----- DATA LINES

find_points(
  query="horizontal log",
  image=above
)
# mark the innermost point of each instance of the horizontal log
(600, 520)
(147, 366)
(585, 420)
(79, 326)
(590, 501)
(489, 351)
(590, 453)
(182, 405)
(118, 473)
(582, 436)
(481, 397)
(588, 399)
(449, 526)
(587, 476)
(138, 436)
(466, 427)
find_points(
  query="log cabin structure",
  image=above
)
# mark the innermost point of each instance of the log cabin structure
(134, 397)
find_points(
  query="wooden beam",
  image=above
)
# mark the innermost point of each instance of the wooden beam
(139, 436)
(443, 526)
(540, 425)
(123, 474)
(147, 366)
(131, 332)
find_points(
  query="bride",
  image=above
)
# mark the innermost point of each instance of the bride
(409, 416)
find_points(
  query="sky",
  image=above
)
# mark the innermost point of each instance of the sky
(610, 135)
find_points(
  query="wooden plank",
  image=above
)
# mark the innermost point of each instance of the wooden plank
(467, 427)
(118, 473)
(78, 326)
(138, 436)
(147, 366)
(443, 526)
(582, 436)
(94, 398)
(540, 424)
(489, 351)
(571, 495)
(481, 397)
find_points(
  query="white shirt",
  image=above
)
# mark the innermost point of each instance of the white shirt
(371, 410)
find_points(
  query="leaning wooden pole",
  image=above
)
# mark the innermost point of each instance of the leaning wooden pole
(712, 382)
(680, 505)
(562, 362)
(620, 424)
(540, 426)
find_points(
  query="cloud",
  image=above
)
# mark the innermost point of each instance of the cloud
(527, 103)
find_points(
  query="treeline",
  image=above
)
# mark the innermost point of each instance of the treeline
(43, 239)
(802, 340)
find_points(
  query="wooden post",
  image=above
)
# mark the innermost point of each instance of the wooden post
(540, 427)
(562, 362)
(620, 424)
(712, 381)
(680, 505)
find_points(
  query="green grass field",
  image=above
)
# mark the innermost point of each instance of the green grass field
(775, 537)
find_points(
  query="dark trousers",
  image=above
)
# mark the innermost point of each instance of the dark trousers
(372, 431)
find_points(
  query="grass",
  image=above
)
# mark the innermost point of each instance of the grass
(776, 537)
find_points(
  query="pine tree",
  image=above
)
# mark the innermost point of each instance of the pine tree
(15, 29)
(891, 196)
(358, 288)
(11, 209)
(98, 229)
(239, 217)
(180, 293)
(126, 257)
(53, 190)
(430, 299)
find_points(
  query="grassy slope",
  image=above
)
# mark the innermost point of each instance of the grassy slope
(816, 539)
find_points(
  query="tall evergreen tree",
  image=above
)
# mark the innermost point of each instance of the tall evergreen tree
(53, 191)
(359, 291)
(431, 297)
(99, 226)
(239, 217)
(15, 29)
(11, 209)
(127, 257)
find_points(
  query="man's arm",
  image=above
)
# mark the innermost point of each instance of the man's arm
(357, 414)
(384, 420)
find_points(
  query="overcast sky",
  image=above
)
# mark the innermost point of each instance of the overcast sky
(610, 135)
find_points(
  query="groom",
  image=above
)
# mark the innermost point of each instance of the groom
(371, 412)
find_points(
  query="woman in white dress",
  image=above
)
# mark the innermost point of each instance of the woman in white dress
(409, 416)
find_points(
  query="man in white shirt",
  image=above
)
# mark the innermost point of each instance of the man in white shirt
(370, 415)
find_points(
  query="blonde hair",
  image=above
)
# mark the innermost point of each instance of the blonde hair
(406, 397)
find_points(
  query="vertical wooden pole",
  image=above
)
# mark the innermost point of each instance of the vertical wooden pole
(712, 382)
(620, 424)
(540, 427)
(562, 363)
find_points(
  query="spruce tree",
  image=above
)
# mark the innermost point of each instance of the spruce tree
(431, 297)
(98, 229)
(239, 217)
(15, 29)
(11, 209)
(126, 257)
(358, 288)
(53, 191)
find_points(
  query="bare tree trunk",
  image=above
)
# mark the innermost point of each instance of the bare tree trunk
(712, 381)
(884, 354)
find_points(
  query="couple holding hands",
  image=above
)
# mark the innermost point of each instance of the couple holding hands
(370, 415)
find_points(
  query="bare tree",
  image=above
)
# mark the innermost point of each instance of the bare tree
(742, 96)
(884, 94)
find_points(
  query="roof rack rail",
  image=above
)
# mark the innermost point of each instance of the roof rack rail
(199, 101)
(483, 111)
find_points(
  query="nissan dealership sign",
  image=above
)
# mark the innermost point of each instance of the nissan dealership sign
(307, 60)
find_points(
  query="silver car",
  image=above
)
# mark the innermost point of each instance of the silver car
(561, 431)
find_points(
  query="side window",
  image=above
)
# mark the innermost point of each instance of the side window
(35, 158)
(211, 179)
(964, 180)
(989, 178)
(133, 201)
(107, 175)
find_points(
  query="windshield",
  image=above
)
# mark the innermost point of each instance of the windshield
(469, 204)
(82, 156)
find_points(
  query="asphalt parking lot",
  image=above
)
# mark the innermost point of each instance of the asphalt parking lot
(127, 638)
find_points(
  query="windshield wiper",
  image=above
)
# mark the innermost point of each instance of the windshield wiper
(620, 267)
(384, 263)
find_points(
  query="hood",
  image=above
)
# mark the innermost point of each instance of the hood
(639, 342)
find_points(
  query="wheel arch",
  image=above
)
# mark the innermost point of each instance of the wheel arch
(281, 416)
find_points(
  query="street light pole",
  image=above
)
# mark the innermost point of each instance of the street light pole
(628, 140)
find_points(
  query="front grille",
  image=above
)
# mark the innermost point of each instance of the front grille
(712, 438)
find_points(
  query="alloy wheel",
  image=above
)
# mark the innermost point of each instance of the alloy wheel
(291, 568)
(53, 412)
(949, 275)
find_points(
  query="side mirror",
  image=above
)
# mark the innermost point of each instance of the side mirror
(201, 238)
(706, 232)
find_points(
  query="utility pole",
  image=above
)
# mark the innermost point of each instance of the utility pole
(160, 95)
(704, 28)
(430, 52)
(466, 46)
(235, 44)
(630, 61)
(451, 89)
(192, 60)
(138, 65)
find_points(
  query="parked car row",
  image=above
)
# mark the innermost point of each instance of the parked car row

----------

## [WRITTEN INSTRUCTION]
Please repeat the material above, word for word and in full.

## [THE RESPONSE]
find_points(
  query="horizontal log",
  image=above
)
# mark the innermost point of each instance of the horizontal log
(600, 520)
(147, 366)
(585, 420)
(79, 326)
(590, 501)
(489, 351)
(590, 453)
(182, 405)
(118, 473)
(582, 436)
(481, 397)
(588, 399)
(449, 526)
(587, 476)
(138, 436)
(466, 427)
find_points(
  query="log cabin structure",
  image=above
)
# mark the innermost point of each instance of the log cabin structure
(134, 397)
find_points(
  query="wooden beam",
  image=above
)
# mark the innermost point of each instance of the wooden beam
(139, 436)
(443, 526)
(540, 425)
(123, 474)
(147, 366)
(131, 332)
find_points(
  query="bride",
  image=above
)
# mark the innermost point of each instance of the bride
(409, 416)
find_points(
  query="sky",
  image=above
)
# mark the innermost point of each instance of the sky
(610, 135)
find_points(
  query="wooden plank",
  image=above
)
# mark the innermost point of each instance of the wooden plank
(467, 427)
(118, 473)
(78, 326)
(138, 436)
(147, 366)
(443, 526)
(582, 436)
(94, 398)
(540, 424)
(489, 351)
(571, 495)
(481, 397)
find_points(
  query="white shirt",
  image=above
)
# mark the innermost point of each instance of the white shirt
(371, 410)
find_points(
  query="leaning wooden pole",
  image=above
)
# mark the innermost point of each instance of the leaning wooden pole
(712, 382)
(680, 505)
(562, 362)
(620, 424)
(540, 426)
find_points(
  query="cloud",
  image=above
)
# mark the innermost point of each instance of the cloud
(527, 103)
find_points(
  query="treeline",
  image=above
)
# mark the innermost point of each instance of the treeline
(43, 239)
(802, 340)
find_points(
  query="wooden post",
  image=above
)
# mark the innermost point of each instance of the wooden post
(540, 427)
(562, 362)
(620, 424)
(712, 381)
(680, 505)
find_points(
  query="green grass field",
  image=above
)
# mark the innermost point of each instance of the green grass field
(775, 537)
find_points(
  query="dark trousers",
  image=above
)
# mark the innermost point of each instance of the dark trousers
(372, 431)
find_points(
  query="grass",
  image=above
)
# mark the innermost point of each instance of the grass
(776, 537)
find_points(
  query="pine tree",
  image=above
)
# mark the innermost point of each instance of the pine tree
(15, 29)
(891, 196)
(358, 288)
(11, 209)
(98, 229)
(239, 217)
(180, 293)
(126, 257)
(53, 190)
(430, 299)
find_points(
  query="grassy slope",
  image=above
)
# mark the innermost point of each instance of the grassy slope
(816, 539)
find_points(
  query="tall evergreen tree",
  image=above
)
# mark the innermost point of each instance of the tall evergreen tree
(53, 191)
(359, 291)
(431, 297)
(99, 226)
(239, 217)
(15, 29)
(11, 209)
(127, 257)
find_points(
  query="man's arm",
  image=above
)
# mark the innermost point of each instance of the man's arm
(357, 414)
(384, 420)
find_points(
  query="overcast sky",
  image=above
)
# mark the innermost point of each instance of the overcast sky
(610, 135)
find_points(
  query="groom",
  image=above
)
# mark the innermost point of each instance of the groom
(371, 412)
find_points(
  query="woman in white dress",
  image=above
)
# mark the innermost point of each instance of the woman in white dress
(409, 416)
find_points(
  query="man in white shirt",
  image=above
)
# mark the innermost point of each instance of the man in white shirt
(370, 415)
find_points(
  query="blonde hair",
  image=above
)
# mark the innermost point of each instance of the blonde hair
(406, 397)
find_points(
  query="vertical wooden pole",
  image=above
)
# mark the innermost point of each instance of the vertical wooden pole
(712, 382)
(620, 424)
(540, 427)
(562, 363)
find_points(
  query="spruce tree",
  image=above
)
# mark the innermost point of each instance of the spruce tree
(431, 297)
(98, 229)
(239, 217)
(15, 29)
(11, 209)
(126, 257)
(358, 288)
(53, 191)
find_points(
  query="bare tree trunk",
  image=above
)
# mark the innermost point of each instance of the bare tree trunk
(712, 381)
(884, 354)
find_points(
  query="couple holding hands",
  image=above
)
# mark the innermost point of each instance of the couple holding hands
(370, 415)
find_points(
  query="bare tree",
  image=above
)
# mark the innermost point of each instance of the bare tree
(742, 96)
(884, 94)
find_points(
  query="roof rack rail",
  image=above
)
# mark the innermost point of each instance of the roof rack rail
(199, 101)
(483, 111)
find_points(
  query="nissan dealership sign",
  image=above
)
# mark the innermost point of each instance of the nissan dealership sign
(307, 60)
find_points(
  query="silver car",
  image=above
)
# mark the innermost point of each instance of the silver car
(561, 431)
find_points(
  query="side window",
  image=above
)
# mark the innermost point of each instance of the side window
(35, 158)
(211, 179)
(964, 180)
(989, 178)
(133, 201)
(107, 175)
find_points(
  query="windshield",
  image=above
)
# mark the innermost point of each instance of the windshield
(469, 204)
(82, 156)
find_points(
  query="asphalt parking lot",
  image=above
)
# mark the innermost point of each instance of the asphalt parking lot
(127, 638)
find_points(
  query="windshield wiper",
  image=above
)
# mark the innermost point of each instance of the windshield wiper
(620, 267)
(384, 263)
find_points(
  query="hood",
  image=above
)
# mark the innermost point of each instance of the hood
(639, 342)
find_points(
  query="wheel arch",
  image=above
)
# mark the innermost point of each instance of the wheel arch
(281, 416)
find_points(
  query="street light pole",
  image=above
)
# mark the innermost point of each instance of the street light pole
(628, 140)
find_points(
  query="front grille",
  image=above
)
# mark the innermost point of each instance of the front grille
(712, 438)
find_points(
  query="alloy wheel",
  image=above
)
# mark the innermost point of each instance of the alloy wheel
(291, 568)
(53, 412)
(949, 275)
find_points(
  query="side mirror",
  image=above
)
# mark the innermost point of each instance of the side mirror
(201, 238)
(706, 232)
find_points(
  query="utility pole",
  image=above
)
# mark the innermost point of each instance of the utility pole
(160, 95)
(704, 28)
(430, 52)
(466, 46)
(235, 44)
(630, 61)
(451, 89)
(192, 60)
(138, 65)
find_points(
  query="parked car row",
  image=above
)
# mark the innermost point of each instance of the parked car row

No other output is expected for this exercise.